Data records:
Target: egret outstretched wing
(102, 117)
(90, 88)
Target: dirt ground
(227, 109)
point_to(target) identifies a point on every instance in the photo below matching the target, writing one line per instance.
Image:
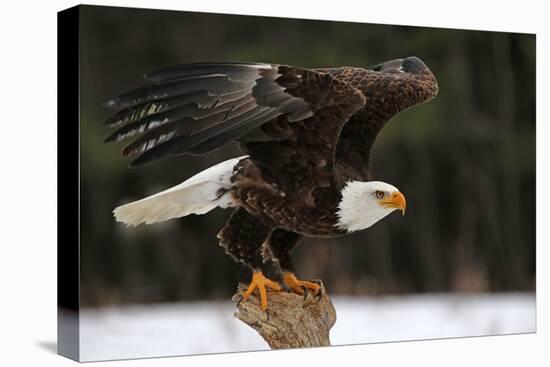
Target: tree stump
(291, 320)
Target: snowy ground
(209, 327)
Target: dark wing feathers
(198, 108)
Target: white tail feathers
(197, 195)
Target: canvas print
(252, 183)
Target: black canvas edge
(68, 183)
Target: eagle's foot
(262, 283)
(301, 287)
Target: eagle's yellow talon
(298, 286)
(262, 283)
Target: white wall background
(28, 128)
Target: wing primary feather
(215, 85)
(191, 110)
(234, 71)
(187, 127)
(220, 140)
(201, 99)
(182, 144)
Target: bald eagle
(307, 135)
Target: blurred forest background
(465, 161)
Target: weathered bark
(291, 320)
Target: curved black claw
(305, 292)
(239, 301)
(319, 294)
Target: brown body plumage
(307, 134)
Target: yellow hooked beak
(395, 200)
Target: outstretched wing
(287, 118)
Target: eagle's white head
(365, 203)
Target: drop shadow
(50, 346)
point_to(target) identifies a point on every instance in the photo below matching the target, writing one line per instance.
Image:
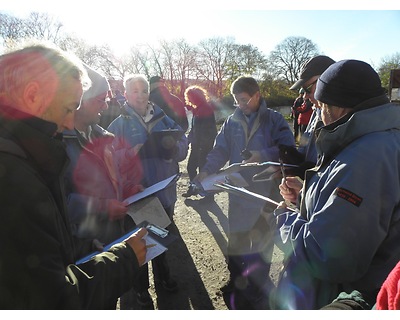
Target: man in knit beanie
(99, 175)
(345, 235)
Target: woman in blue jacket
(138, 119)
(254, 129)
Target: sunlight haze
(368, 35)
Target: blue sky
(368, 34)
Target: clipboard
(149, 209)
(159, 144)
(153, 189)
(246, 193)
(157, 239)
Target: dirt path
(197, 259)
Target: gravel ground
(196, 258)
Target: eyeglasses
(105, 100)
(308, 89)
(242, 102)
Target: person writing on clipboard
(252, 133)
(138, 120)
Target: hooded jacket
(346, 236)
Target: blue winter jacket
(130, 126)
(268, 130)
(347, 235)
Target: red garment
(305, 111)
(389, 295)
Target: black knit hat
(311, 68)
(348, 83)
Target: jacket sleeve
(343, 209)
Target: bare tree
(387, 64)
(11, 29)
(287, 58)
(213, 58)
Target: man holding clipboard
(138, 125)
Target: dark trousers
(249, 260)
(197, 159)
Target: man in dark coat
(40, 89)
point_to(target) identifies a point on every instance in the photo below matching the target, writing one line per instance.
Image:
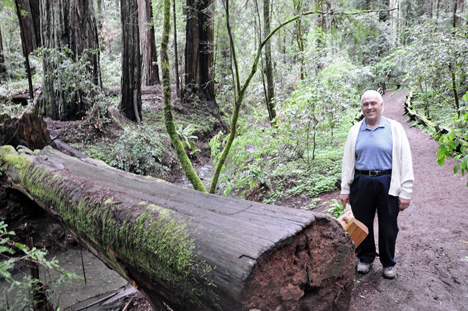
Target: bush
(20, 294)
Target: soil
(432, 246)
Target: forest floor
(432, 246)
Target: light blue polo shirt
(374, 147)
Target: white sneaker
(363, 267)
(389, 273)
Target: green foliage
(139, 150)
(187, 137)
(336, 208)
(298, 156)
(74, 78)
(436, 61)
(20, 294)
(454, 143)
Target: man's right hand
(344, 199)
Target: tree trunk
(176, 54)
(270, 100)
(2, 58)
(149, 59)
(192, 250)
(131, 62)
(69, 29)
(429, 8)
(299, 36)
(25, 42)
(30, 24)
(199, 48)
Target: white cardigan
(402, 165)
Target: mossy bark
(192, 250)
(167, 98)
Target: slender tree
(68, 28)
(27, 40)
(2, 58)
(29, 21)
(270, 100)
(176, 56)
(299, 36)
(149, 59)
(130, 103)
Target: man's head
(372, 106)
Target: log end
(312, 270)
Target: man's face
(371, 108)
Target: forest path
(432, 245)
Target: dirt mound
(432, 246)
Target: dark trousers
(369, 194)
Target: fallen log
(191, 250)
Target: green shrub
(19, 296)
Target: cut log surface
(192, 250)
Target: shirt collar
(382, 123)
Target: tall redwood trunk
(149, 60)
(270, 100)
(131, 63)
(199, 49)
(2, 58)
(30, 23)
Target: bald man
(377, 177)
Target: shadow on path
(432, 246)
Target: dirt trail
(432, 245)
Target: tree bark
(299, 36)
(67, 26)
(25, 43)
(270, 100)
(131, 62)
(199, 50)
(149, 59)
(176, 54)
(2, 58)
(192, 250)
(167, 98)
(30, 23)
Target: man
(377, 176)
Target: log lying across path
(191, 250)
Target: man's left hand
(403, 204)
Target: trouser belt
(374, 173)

* * *

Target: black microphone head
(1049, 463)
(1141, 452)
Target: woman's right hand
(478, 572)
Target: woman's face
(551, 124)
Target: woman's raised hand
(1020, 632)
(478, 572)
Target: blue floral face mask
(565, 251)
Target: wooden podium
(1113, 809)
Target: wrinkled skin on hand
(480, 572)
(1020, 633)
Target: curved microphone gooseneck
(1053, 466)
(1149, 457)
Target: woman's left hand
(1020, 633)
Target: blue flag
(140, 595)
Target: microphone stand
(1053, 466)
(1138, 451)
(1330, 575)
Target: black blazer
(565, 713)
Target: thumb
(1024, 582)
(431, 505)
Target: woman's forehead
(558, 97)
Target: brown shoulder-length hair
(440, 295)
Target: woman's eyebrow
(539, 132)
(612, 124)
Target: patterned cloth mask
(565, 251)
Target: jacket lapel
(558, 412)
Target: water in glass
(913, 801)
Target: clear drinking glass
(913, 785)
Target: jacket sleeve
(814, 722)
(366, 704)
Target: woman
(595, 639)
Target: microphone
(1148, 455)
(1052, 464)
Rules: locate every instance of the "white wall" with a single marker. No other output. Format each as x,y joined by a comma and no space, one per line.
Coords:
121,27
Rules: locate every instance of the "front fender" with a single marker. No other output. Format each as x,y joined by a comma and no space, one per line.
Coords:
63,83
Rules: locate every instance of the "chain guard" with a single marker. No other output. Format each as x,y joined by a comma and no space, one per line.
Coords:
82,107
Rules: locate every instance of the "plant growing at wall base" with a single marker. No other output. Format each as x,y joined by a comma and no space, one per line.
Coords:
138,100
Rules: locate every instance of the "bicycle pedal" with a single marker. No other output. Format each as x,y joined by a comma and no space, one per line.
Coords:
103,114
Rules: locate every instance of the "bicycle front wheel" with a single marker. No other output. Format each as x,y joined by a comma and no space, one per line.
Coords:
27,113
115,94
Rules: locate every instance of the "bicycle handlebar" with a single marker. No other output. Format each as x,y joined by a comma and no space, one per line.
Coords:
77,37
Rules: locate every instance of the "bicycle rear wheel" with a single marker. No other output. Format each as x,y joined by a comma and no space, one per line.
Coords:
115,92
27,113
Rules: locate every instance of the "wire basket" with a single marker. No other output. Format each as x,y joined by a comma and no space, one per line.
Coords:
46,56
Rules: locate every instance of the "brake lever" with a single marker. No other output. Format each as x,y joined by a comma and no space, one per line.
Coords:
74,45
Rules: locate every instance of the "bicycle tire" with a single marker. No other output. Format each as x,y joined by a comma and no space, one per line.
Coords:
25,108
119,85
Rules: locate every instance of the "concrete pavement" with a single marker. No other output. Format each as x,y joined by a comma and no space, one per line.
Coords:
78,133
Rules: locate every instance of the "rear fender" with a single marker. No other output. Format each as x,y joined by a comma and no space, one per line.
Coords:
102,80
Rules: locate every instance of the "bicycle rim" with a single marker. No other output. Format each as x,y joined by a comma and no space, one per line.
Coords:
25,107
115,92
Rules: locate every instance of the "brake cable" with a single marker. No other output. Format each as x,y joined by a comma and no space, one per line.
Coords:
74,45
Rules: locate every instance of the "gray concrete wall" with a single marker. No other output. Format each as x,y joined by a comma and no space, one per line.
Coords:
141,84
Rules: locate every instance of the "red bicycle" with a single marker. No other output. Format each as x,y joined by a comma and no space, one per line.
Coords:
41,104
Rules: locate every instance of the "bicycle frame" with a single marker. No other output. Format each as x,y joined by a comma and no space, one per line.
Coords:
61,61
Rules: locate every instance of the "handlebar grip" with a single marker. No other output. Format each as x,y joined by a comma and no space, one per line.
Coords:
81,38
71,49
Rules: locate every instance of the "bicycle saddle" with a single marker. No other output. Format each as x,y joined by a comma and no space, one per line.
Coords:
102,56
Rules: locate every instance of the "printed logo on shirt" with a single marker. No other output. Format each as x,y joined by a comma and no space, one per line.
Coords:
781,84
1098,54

---

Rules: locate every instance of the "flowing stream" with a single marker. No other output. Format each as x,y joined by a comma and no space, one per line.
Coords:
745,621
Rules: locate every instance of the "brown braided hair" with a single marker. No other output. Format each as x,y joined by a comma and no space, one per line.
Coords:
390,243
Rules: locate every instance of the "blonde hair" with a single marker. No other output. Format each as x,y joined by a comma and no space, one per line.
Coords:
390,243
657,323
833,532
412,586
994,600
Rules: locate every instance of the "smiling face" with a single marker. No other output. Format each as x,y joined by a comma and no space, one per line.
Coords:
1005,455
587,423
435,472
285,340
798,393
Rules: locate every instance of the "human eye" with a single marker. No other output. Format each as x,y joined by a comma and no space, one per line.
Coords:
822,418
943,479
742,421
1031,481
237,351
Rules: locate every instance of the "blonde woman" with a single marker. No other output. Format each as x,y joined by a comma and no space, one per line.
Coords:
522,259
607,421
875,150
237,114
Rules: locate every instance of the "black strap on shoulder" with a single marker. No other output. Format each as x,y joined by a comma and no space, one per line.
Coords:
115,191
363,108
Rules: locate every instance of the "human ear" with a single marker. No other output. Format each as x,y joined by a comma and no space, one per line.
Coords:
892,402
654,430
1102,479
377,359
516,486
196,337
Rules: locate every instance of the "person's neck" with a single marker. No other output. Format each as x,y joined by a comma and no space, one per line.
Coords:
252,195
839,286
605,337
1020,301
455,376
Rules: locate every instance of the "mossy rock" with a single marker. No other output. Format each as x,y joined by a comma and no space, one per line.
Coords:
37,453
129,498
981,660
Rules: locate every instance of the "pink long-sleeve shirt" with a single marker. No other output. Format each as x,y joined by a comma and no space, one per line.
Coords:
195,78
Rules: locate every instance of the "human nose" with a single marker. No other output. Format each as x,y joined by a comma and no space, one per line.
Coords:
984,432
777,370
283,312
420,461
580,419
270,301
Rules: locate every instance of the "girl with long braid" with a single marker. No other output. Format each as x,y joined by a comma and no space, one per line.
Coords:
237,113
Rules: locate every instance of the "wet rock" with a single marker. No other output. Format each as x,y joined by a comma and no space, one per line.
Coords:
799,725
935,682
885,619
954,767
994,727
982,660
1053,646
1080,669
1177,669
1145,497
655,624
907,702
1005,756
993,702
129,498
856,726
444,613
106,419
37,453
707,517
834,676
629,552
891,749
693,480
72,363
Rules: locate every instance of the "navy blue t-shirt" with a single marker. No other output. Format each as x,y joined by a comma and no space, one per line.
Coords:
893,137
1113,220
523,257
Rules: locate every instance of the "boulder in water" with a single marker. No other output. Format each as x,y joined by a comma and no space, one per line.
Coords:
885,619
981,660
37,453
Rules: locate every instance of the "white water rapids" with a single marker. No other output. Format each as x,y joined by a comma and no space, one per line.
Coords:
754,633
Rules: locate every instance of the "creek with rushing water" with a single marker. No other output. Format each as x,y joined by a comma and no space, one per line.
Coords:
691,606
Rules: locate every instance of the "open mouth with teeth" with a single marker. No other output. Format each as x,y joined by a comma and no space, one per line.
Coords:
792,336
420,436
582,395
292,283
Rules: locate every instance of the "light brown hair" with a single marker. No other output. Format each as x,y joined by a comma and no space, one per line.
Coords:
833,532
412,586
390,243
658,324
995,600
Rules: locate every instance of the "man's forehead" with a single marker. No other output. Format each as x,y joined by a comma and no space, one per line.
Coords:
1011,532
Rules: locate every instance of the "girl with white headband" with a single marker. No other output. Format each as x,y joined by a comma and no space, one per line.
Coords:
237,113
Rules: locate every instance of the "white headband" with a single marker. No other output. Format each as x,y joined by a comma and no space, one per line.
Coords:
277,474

Problem details: Filter the material above down to every line containing the string "dirt", copying each such line in full.

Problem solution:
Target: dirt ground
Target: dirt path
Target: dirt mound
Target: dirt trail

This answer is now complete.